(Entries from a point annotation set)
--- --- ---
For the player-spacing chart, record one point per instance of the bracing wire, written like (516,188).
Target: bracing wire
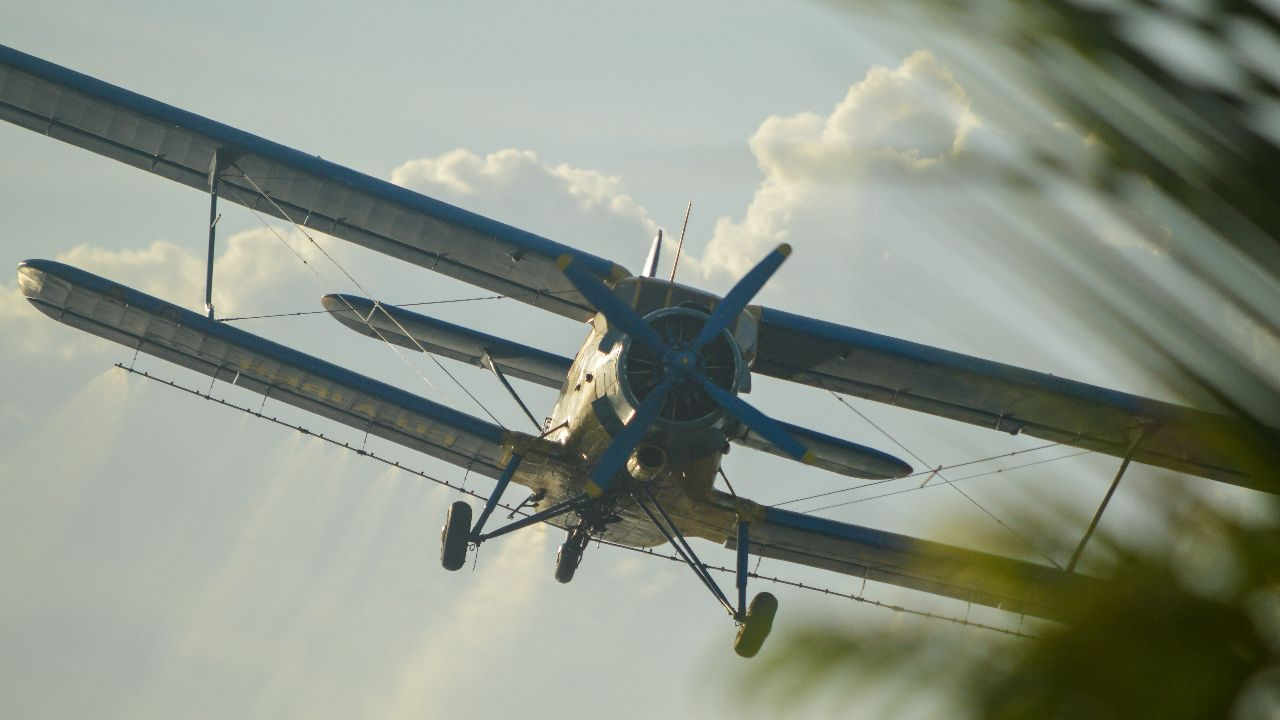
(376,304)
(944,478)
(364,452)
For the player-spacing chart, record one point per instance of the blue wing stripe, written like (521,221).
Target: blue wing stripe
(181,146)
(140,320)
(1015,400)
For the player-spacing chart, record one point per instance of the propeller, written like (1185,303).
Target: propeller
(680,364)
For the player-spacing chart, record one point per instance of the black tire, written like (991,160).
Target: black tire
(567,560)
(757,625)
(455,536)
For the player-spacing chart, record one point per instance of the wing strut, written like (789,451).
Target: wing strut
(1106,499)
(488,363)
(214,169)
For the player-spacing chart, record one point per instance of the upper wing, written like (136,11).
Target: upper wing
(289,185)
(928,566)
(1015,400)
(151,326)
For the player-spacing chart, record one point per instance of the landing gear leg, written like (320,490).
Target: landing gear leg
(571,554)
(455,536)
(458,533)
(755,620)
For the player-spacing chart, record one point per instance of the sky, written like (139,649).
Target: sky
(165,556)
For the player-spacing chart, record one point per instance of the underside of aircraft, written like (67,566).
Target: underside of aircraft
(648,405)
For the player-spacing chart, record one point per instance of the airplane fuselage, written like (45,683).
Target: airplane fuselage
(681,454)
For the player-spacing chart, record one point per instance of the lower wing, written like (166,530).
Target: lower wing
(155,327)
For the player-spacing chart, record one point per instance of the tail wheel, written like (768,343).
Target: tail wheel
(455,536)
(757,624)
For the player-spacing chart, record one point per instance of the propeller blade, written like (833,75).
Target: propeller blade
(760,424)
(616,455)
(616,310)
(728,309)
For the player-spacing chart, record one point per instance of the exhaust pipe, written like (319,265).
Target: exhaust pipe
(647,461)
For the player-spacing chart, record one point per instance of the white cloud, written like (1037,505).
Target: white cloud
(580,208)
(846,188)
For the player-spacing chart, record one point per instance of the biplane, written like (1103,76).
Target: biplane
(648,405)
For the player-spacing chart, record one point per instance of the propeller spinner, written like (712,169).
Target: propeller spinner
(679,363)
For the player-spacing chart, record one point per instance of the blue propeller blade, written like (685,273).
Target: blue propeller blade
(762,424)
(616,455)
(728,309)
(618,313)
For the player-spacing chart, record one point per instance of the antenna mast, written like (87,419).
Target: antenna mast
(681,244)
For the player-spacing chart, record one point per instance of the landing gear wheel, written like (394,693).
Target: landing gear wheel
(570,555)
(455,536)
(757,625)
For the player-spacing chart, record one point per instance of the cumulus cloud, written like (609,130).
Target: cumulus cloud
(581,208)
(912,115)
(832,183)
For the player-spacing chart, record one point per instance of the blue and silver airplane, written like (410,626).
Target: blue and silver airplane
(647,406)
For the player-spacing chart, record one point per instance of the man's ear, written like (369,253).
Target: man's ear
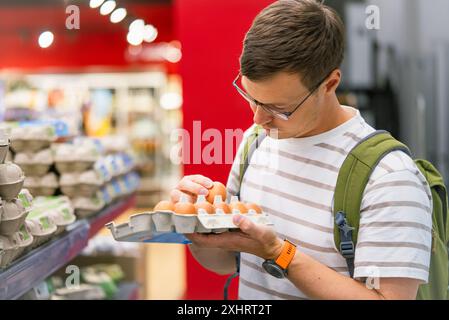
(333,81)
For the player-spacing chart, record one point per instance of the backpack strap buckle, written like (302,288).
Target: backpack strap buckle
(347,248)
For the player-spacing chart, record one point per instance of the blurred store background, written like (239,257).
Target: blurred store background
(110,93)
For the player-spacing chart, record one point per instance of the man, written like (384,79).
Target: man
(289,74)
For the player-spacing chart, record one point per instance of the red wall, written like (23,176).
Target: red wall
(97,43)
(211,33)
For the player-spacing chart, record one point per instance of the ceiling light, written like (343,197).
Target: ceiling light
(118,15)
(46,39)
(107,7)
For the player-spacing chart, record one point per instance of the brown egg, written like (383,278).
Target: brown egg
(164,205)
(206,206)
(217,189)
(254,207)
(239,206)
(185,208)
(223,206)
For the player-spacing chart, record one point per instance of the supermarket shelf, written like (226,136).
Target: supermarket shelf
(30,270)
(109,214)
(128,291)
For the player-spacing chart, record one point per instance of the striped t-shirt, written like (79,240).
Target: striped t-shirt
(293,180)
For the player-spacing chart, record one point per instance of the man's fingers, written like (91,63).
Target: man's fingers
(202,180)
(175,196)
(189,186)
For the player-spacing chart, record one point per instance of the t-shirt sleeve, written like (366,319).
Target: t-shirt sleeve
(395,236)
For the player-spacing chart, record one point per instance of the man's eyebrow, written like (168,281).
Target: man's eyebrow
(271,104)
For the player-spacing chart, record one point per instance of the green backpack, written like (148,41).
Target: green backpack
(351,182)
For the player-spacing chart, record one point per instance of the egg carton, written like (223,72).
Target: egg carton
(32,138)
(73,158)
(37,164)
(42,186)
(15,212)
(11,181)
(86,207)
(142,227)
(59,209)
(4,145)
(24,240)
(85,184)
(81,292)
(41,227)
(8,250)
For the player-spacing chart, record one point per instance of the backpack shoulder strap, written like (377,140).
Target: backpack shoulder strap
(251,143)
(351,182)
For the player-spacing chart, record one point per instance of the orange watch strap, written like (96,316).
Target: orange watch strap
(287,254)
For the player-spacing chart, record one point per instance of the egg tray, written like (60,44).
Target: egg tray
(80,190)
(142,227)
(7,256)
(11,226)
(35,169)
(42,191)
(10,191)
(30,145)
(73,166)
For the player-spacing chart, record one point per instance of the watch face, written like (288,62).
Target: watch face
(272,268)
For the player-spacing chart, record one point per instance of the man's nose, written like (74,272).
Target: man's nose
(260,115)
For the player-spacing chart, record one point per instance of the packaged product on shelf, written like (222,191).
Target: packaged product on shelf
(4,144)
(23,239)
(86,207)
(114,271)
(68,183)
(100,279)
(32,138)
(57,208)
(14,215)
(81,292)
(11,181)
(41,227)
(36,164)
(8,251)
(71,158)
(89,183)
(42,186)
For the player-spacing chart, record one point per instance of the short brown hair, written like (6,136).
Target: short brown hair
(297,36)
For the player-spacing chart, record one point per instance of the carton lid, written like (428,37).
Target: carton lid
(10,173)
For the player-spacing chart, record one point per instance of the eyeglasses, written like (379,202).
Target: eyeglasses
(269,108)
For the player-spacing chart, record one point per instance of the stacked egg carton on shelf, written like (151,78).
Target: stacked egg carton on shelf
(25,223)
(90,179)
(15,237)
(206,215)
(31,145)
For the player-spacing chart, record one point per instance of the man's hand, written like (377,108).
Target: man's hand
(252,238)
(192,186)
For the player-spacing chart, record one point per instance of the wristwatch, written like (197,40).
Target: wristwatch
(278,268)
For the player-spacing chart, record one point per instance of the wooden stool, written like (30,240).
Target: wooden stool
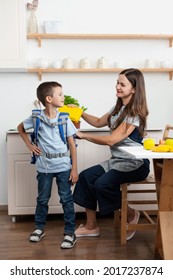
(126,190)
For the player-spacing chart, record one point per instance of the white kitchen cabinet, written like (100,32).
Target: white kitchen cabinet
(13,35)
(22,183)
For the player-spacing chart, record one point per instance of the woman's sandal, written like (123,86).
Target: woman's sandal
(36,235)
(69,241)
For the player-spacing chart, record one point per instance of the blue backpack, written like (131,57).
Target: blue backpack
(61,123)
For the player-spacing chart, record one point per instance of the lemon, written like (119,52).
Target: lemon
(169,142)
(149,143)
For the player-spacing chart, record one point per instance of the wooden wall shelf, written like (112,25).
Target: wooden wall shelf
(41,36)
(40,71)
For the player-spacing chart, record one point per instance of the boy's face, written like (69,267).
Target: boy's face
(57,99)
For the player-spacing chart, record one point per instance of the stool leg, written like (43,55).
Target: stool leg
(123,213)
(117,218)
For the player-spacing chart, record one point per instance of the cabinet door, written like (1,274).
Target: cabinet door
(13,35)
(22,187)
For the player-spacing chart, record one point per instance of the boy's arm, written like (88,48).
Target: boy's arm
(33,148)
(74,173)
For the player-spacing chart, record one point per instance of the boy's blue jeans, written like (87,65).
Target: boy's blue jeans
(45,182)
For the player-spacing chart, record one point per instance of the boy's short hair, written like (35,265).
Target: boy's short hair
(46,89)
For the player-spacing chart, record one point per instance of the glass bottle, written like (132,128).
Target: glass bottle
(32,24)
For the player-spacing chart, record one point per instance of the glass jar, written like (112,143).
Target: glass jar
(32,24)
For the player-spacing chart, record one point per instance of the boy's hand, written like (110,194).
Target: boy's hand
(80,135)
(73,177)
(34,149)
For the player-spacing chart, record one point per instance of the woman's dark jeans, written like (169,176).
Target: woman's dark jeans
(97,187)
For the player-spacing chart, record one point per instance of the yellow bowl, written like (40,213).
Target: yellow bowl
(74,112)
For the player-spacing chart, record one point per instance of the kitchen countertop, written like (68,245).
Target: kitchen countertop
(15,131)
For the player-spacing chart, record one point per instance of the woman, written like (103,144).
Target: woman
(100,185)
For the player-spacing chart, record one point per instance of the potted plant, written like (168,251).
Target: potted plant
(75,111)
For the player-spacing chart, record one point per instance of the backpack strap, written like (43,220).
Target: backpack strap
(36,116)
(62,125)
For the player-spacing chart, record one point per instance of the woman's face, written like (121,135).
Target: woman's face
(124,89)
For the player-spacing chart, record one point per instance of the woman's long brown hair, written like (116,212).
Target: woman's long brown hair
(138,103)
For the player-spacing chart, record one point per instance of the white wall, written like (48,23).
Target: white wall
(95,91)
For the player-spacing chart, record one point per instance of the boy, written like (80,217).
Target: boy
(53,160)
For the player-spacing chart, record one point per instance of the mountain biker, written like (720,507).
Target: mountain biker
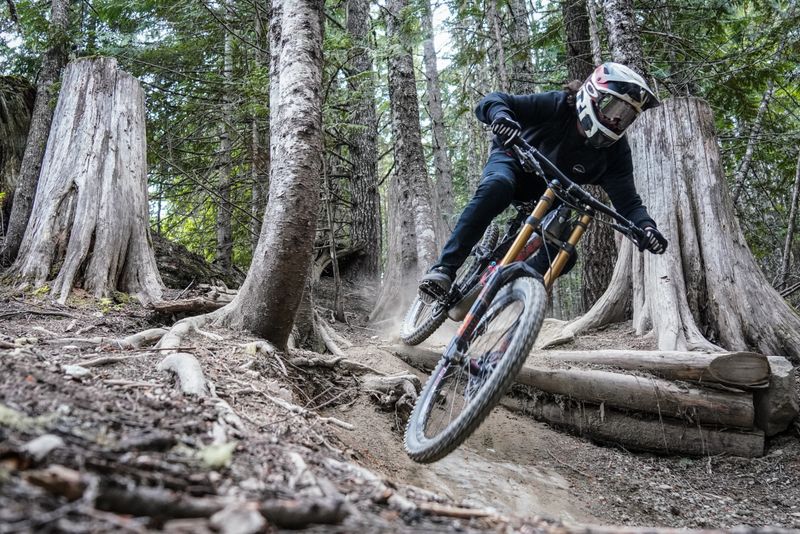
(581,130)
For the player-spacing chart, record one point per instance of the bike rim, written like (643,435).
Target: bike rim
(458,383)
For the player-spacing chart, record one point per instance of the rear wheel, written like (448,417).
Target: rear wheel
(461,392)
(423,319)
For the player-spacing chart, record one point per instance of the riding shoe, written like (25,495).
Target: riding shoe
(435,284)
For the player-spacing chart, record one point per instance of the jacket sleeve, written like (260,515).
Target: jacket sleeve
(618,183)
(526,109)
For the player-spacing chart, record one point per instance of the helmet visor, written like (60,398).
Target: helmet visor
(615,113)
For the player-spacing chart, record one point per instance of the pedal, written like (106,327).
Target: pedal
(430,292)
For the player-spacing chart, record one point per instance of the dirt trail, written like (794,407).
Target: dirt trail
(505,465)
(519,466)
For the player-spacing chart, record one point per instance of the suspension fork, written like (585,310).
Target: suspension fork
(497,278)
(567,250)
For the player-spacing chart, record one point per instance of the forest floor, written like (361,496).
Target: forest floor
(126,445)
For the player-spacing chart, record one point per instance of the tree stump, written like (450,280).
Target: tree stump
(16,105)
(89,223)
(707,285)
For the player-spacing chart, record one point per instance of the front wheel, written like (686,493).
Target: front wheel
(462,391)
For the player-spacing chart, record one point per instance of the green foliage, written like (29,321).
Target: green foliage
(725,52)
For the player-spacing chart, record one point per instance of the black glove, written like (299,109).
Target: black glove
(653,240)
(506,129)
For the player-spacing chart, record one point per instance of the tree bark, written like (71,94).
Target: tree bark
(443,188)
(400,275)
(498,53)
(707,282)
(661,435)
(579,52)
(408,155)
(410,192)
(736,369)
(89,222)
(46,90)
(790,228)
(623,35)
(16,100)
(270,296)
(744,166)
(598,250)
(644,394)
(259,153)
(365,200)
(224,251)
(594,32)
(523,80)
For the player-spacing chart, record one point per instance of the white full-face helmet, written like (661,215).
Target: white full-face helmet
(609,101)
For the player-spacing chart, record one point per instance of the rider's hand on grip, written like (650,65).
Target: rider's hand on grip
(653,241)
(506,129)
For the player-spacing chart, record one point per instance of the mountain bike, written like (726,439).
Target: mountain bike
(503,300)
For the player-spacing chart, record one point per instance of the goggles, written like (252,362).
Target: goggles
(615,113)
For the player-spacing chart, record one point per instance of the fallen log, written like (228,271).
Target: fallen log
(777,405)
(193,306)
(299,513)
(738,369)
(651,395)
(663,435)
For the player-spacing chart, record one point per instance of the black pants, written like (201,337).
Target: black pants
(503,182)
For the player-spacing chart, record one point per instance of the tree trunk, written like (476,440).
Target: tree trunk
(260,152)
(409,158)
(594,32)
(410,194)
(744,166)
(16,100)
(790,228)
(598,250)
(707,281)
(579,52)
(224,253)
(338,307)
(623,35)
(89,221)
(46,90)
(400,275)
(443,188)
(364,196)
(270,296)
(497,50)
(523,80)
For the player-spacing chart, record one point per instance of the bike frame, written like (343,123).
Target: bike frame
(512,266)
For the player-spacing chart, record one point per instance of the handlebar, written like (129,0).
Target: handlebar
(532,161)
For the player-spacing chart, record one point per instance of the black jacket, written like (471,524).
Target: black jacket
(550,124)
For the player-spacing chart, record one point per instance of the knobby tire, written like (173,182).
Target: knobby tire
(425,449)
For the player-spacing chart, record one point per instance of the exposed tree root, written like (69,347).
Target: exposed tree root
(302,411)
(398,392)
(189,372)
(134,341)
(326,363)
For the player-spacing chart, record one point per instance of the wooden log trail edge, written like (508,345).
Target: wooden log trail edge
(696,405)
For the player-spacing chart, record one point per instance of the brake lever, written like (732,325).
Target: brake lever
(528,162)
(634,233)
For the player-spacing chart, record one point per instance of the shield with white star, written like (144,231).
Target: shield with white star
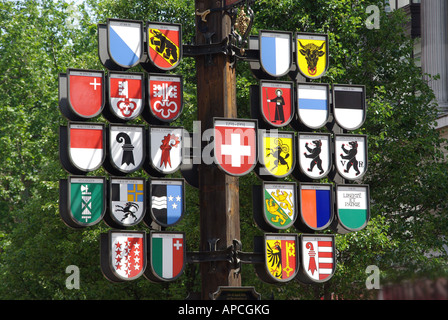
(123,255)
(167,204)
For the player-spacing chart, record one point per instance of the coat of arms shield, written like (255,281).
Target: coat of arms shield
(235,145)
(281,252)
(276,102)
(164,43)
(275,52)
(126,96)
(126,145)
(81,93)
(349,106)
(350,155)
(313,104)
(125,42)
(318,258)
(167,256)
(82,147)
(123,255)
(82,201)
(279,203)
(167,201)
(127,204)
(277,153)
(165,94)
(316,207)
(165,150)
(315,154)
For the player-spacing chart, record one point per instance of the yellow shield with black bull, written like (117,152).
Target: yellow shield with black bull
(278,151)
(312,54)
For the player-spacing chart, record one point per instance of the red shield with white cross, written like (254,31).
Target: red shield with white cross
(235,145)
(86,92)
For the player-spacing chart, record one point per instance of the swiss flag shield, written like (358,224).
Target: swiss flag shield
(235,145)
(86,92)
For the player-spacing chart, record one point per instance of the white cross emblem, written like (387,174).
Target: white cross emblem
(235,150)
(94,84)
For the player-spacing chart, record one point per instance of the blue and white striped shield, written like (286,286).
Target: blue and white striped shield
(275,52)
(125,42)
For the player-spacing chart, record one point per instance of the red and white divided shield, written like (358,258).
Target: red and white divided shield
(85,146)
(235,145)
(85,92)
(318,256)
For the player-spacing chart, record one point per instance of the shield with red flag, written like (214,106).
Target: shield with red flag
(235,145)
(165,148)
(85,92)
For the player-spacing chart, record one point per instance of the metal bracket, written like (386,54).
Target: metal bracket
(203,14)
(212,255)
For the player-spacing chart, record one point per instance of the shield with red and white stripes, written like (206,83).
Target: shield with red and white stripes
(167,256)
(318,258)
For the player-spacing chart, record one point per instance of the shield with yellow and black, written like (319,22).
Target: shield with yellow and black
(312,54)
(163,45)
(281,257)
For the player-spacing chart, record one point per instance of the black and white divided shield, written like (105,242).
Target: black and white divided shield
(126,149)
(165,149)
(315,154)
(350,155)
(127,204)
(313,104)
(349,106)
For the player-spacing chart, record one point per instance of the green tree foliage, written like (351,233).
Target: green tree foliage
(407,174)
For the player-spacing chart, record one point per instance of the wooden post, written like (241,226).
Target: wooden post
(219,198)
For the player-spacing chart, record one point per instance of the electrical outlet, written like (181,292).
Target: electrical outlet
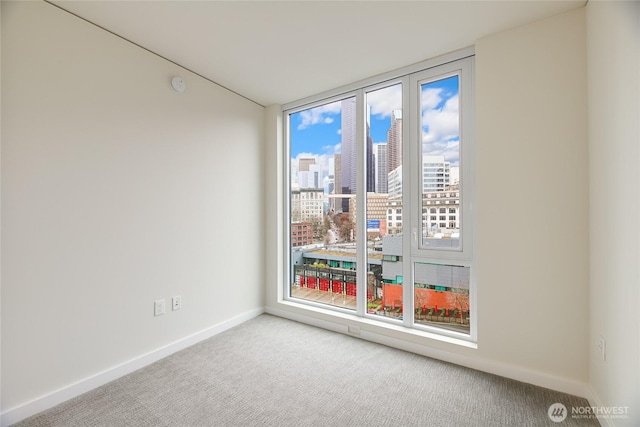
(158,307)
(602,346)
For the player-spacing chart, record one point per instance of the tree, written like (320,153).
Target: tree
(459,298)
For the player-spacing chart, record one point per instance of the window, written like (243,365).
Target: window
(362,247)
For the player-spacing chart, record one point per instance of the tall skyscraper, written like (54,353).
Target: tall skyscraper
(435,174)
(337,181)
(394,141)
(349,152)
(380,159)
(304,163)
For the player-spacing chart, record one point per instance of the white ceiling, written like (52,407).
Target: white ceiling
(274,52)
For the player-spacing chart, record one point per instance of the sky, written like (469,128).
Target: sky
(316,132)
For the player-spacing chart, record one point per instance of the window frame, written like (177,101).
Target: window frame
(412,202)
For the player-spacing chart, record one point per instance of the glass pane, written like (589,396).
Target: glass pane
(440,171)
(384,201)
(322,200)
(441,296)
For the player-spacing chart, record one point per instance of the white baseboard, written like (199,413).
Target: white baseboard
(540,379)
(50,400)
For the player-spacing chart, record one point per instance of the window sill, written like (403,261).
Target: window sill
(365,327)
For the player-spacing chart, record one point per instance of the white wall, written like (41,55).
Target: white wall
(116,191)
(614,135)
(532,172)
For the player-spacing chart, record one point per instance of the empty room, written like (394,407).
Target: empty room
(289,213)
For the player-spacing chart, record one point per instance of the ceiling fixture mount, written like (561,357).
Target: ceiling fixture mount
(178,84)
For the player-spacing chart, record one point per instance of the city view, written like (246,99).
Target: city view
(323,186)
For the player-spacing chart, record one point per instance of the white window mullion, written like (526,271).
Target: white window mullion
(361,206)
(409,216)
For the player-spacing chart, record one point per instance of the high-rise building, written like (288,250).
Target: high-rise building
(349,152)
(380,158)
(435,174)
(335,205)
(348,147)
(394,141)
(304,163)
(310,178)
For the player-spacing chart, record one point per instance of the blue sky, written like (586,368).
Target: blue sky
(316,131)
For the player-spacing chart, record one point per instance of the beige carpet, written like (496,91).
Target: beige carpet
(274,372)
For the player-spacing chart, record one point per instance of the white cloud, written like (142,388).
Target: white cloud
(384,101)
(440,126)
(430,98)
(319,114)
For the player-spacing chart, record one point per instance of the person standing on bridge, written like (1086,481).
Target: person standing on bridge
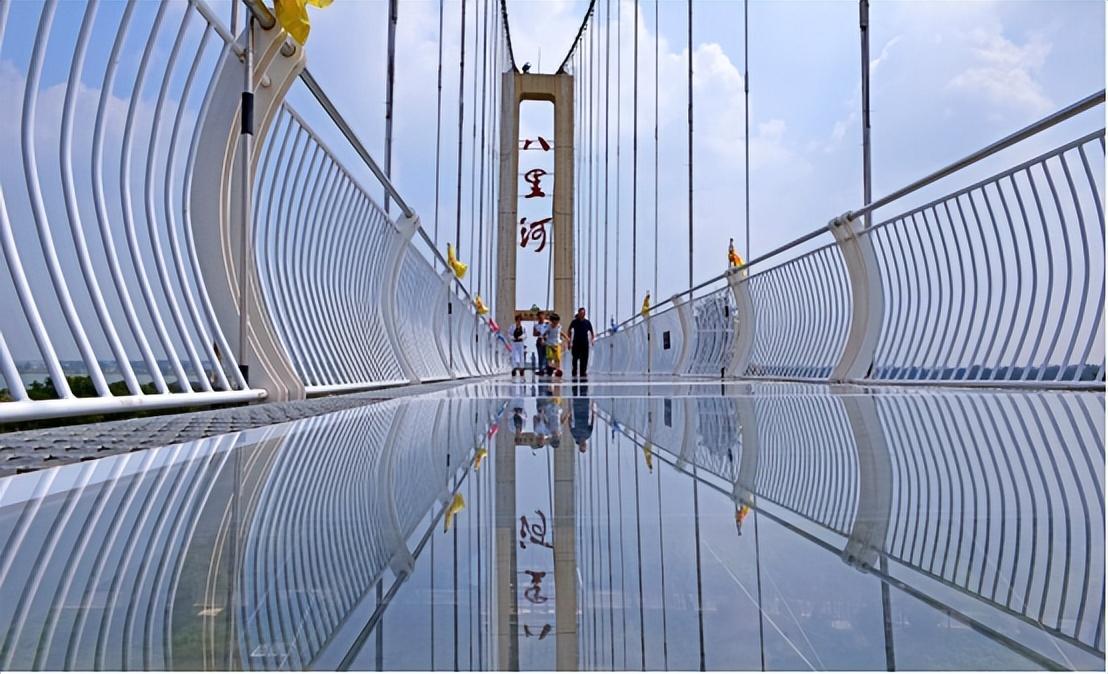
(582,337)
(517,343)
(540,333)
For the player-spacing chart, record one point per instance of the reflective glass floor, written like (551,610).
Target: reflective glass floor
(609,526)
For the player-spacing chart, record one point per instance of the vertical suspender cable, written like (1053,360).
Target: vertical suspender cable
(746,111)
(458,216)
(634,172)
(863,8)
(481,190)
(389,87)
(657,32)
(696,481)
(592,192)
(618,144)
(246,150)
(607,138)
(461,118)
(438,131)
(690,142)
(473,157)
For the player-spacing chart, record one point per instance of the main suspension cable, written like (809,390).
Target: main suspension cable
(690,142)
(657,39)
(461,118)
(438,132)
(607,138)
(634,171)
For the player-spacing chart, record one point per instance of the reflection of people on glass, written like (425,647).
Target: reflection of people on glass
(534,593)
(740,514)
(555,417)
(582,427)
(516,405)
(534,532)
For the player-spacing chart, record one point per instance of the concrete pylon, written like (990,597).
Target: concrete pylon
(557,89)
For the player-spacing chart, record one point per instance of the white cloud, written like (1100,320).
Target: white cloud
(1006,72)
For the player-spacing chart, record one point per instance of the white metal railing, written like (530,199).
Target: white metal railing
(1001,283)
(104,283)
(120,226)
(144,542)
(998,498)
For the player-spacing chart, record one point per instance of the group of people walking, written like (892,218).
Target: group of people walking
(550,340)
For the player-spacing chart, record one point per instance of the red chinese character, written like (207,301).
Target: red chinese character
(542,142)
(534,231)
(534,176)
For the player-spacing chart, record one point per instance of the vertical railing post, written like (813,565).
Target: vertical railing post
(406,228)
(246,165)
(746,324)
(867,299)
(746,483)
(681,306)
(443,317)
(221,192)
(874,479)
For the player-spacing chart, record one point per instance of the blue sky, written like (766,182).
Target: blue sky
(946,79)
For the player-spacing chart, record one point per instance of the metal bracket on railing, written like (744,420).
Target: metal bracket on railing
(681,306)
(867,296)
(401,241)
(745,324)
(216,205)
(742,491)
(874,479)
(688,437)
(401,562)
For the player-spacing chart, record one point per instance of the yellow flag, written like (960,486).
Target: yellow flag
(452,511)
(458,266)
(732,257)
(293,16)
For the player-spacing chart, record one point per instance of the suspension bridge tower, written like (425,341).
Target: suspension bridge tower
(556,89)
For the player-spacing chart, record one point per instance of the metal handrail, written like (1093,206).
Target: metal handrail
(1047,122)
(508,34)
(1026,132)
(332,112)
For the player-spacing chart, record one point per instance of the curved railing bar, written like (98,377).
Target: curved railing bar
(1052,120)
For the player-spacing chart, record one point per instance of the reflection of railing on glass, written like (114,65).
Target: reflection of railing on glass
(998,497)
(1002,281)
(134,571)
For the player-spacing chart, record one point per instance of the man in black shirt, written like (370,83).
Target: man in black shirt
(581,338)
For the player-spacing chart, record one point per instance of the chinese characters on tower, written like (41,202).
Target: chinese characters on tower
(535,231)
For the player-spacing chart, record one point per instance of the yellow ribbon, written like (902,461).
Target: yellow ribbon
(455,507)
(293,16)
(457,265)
--- --- ---
# PROBLEM
Write out the lines above from the one containing "written like (766,182)." through the last, exactly as they are.

# CORRECT ANSWER
For the player-spacing chart, record one point per instance of the blue sky, written like (766,182).
Target: blue sky
(946,79)
For the player-spacing chart, record one point per instance of the metal bracket on railing, written like (744,420).
Target: metal bracket on railing
(681,306)
(867,296)
(401,241)
(745,324)
(216,205)
(742,491)
(874,479)
(688,437)
(401,562)
For the player-spacing chart, record one point per instance of the yellow flag, written like (960,486).
Target: yellow flag
(452,511)
(458,266)
(732,257)
(293,16)
For the player-spacing chart, record one point per instance of the suspension bridge tower, written like (425,341).
Target: suspension bridge tower
(556,89)
For the player-spacing chart, record one point per instance of the metal handrail, written like (1093,206).
Target: metal handrail
(1047,122)
(508,34)
(1026,132)
(332,112)
For the player-spacing chart, record one point per instance of the curved railing bar, written like (98,377).
Target: curved railing bar
(1052,120)
For the player-spacing chart, record one point per instance of the reflection of railing on glass, written like (114,65).
Target: reflection of railing on glass
(998,497)
(1002,281)
(134,571)
For the player-spacing chart, record one point per instance of the man in black shirt, written like (370,83).
Target: man in black shirt
(581,338)
For the player-spacing chart, record one point per instance of the chinese characters on tower, written like (41,202).
Target: chinese characters on tower
(535,231)
For the player-spacing chart, record one point per instance of the yellow ribbon, written like (902,461).
Target: yellow ribbon
(455,507)
(293,16)
(457,265)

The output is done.